§ **Stored data**:
* Begin *

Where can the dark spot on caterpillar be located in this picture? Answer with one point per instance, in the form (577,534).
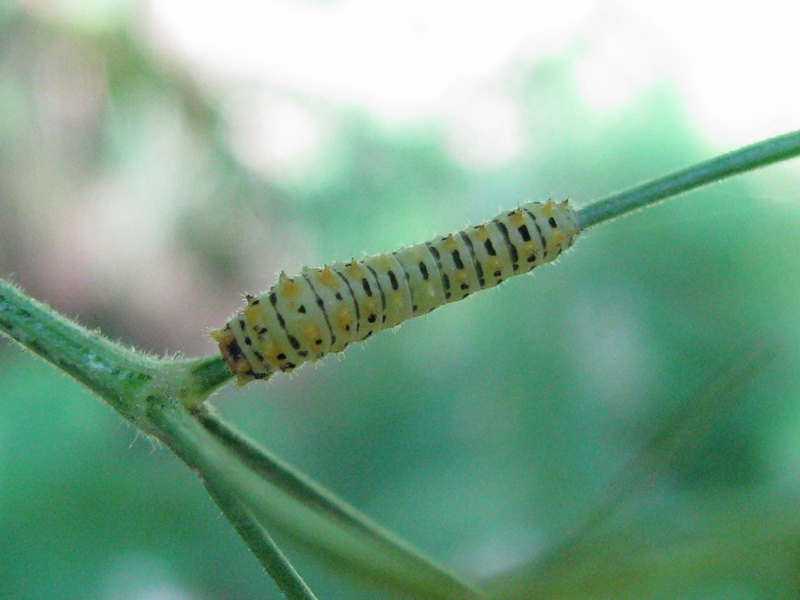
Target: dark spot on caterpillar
(234,351)
(512,249)
(494,254)
(423,269)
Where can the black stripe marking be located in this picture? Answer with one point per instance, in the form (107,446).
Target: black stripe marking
(438,260)
(457,259)
(321,304)
(475,261)
(512,249)
(538,231)
(353,296)
(423,269)
(380,289)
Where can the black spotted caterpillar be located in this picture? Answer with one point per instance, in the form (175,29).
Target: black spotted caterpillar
(322,310)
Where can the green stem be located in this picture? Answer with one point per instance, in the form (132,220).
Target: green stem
(739,161)
(109,369)
(260,542)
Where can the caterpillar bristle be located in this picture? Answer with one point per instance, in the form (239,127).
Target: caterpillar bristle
(322,310)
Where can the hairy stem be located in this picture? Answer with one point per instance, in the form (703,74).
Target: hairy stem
(739,161)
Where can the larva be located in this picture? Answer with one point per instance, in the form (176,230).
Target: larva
(322,310)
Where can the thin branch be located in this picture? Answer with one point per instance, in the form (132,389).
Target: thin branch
(109,369)
(259,541)
(739,161)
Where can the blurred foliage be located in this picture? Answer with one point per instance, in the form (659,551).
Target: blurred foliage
(483,432)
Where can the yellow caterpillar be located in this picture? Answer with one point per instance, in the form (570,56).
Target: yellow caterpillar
(322,310)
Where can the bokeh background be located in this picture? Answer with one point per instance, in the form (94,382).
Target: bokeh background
(158,159)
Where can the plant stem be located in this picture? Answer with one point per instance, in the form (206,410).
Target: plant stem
(260,543)
(109,369)
(739,161)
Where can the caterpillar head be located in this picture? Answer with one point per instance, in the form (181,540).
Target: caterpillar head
(233,355)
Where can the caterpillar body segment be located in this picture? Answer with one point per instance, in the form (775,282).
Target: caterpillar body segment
(322,310)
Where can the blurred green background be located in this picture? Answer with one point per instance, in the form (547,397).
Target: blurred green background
(144,188)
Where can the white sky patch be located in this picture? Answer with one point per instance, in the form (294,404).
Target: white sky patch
(273,133)
(412,59)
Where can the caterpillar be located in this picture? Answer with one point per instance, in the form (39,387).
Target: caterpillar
(323,310)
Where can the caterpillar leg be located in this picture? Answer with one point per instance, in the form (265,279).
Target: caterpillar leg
(234,357)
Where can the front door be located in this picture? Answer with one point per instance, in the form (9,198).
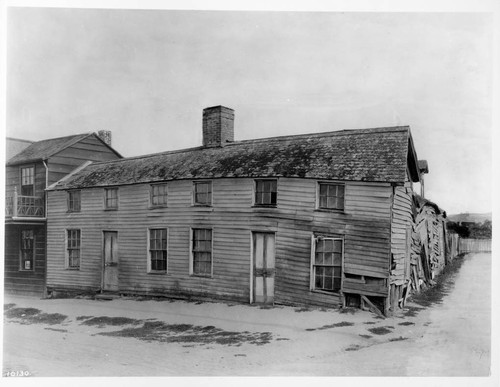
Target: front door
(110,252)
(263,267)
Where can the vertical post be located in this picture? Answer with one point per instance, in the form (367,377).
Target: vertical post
(14,204)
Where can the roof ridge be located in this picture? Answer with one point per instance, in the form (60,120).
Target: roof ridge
(264,139)
(60,138)
(18,139)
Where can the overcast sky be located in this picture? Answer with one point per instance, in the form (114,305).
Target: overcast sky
(146,75)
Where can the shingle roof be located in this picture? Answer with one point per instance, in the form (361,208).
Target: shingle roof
(378,154)
(41,150)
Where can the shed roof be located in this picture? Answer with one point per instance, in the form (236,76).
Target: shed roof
(44,149)
(379,154)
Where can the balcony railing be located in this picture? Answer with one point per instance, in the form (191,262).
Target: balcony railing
(19,206)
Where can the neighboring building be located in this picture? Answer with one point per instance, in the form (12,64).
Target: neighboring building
(28,173)
(309,219)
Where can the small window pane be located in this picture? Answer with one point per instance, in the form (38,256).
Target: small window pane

* End *

§ **Exercise requirements**:
Transfer the rows from the line with "Where can the overcast" through the end of the rows, both ends included, reproducing every line with the requests. Add 42 to each coordinate in the answer points, and leave the requests and their sample points unchanged.

§ **Complete response**:
Where can the overcast sky be located in this picture? Answer with one point per instance, in the form (114,305).
Target: overcast sky
(188,117)
Where can the shingle roof be located in this picture? Answer with one point per instance, in the form (361,208).
Target: shingle roof
(420,196)
(83,192)
Where can the shed roof be located in this picture? Answer with one point per instance, in the form (236,76).
Target: shed roof
(86,191)
(421,196)
Where can the balcony railing be located in this picture? Answer with one point per instance, in the form (191,262).
Target: balcony railing
(61,248)
Where can the neighboring building be located in this picture? Answer with one point per instance, in the form (12,64).
Target: neighboring building
(70,215)
(351,261)
Where can the small window pane be located in this picture? Answer with one point per instance, in the form (38,256).
Target: small window pane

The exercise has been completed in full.